Il se trouve, dans cette dernière citation de Varsos et Wagner, une proposition dont la primordialité est égale à l’ambiguïté : si les auteurs semblent de prime abord suggérer que la disparition suppose effectivement la persistance de l’objet disparu, cette persistance est toutefois qualifiée d’éventuelle – donc d’incertaine. Comment (et à quoi bon) postuler l’incertain ? Ce passage admet l’interprétation selon laquelle les auteurs ne font pas ici référence à la persistance de l’être de la chose disparue, mais à la persistance de l’état dans lequel cette chose (ou cette personne) avait la possibilité de se manifester au moment de sa disparition. Il s’agit donc moins de savoir si l’objet dans son essence existe encore que de prendre conscience qu’il s’est, par sa disparition, déréférentialisé. C’est-à-dire qu’il y a alors disjonction entre le nom et ce vers quoi il devrait pointer, son référent, dont l’état est devenu incertain. Voilà qui pose moins le problème du réel que celui de l’expérience possible, ce que Varsos et Wagner illustrent à partir de la figure de l’observateur :
Pour ce qui est de l’observateur, ces modes d’existence sont toujours marqués, de manière plus ou moins aiguë et problématique, par le registre de l’incertitude — du possible, de l’éventuel, du probable. C’est ainsi que la disparition affecte toute forme de constitution et de transmission de connaissance, d’évaluation ou de critique et de mémoire de ce qui a ou qui aura eu lieu, en modifiant la matière même de ce dont il s’agit, devenue en quelque sorte informe, sans résolution, crucialement ouverte sur le temps et l’espace (2007, 13).
##########
▸ **CONSIGNE**: Dans l'extrait, quels termes précisent le registre de l'incertitude qui marque les modes d'existence pour l'observateur ? Présentez-les sous forme de liste.
##########
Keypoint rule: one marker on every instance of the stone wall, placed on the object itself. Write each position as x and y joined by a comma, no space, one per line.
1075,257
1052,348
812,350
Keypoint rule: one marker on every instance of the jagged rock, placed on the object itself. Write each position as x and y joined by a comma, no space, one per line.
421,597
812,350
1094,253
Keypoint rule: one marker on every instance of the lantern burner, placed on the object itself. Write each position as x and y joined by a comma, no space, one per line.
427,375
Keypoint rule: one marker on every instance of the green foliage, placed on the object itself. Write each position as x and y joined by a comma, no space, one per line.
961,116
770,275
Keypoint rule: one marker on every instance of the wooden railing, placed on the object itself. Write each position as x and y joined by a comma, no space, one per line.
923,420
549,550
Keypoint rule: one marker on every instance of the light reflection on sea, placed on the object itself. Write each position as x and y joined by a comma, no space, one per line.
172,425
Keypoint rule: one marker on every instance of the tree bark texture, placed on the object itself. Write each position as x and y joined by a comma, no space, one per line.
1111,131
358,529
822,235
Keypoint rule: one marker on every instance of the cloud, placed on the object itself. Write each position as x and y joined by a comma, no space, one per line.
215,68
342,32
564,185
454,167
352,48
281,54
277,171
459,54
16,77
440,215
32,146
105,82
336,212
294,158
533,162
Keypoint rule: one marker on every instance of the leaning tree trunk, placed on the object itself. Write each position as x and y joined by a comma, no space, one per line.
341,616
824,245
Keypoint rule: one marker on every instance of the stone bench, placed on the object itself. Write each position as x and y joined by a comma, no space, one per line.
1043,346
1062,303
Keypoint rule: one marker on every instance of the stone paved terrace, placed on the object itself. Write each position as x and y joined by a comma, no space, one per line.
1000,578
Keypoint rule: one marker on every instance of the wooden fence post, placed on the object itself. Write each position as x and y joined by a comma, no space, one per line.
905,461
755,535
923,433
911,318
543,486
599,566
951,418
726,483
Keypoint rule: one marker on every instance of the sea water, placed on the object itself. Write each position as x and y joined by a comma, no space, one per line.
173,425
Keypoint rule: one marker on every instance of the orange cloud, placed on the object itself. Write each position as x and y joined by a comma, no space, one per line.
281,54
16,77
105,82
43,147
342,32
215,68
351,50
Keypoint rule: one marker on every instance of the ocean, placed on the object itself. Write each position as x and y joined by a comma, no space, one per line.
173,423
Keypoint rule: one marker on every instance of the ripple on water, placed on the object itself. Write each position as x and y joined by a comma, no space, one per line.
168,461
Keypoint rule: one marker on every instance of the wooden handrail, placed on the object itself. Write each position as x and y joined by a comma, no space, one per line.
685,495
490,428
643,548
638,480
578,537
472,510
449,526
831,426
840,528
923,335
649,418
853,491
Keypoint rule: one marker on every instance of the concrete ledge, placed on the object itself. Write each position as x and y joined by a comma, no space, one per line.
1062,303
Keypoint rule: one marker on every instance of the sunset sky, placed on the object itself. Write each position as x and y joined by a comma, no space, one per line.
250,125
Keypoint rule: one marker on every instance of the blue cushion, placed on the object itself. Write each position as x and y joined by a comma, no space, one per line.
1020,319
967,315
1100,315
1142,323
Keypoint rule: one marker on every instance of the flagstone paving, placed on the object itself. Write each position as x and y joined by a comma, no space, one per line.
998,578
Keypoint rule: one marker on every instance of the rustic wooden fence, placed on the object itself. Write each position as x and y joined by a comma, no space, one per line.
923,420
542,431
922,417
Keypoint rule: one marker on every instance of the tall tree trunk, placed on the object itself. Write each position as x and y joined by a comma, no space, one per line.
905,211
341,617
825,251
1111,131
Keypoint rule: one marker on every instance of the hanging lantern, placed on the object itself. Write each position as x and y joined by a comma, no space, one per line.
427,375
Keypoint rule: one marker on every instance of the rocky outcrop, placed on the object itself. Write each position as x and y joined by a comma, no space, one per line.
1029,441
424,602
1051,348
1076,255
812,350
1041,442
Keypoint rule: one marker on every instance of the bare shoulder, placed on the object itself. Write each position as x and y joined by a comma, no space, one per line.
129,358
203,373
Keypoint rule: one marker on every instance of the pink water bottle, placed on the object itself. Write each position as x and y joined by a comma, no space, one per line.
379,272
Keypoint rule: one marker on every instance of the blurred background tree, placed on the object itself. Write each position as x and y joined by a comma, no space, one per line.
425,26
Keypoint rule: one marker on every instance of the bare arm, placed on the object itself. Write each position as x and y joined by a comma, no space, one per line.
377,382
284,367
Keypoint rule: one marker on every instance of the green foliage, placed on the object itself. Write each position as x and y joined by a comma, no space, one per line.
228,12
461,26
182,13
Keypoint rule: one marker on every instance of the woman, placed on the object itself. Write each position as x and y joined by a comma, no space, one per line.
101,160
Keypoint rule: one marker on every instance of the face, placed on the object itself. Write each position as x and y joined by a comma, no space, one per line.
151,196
##########
▸ **RÉPONSE**:
- le possible
- l'éventuel
- le probable